WORK TO COMPLETE — Copy the part of the article on private equity and European jobs below, word for word, starting at "Invest Europe, the" and ending at "across the continent.".

PAGE EXTRACT —

BEGIN

The Impact of Private Equity and Venture Capital on European Employment

Invest Europe, the association representing the private equity and venture capital industry in Europe, has published the seventh edition of its "Private Equity at Work" report. The study highlights the continued job creation by private equity (PE) and venture capital (VC)-backed companies across the continent.

The report indicates that PE- and VC-backed businesses increased employment by 4% in 2024. This figure marks the seventh consecutive year of net job growth and outperformed overall European employment trends by four times. During the year, these companies generated 295,312 net new jobs, a number comparable to the working population of a city like Riga.

A Detailed Analysis of Employment Growth

Job creation was recorded across all European regions, with growth ranging from 2.3% in the Nordics to 5.6% in Central and Eastern Europe. Several countries reported significantly higher increases, including Belgium (11.9%), Bulgaria (11.6%), Poland (11.1%), Austria (10.7%), and Greece (9.7%).

By the end of 2024, PE- and VC-backed companies employed 11.4 million people across Europe, representing approximately 5% of the continent's total workforce, estimated at 244 million. Employment was concentrated in major markets, with over 3 million workers in France, 2.38 million in the UK, and 1.45 million in Germany. The report also highlighted sector and investment-stage dynamics. Key industries such as ICT, Energy & Environment, and Financial & Insurance Activities all recorded job growth above the 4% industry average. Venture-stage companies led with an 8.7% increase in employment, followed by growth-stage firms at 4% and buyout-stage businesses at 3.8%.

END

DATA SECTION —
BEGIN

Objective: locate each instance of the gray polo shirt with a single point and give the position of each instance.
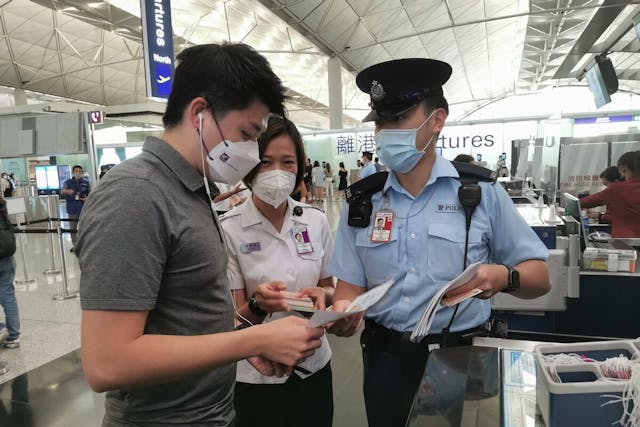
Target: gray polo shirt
(149, 241)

END

RESPONSE AREA —
Invest Europe, the association representing the private equity and venture capital industry in Europe, has published the seventh edition of its "Private Equity at Work" report. The study highlights the continued job creation by private equity (PE) and venture capital (VC)-backed companies across the continent.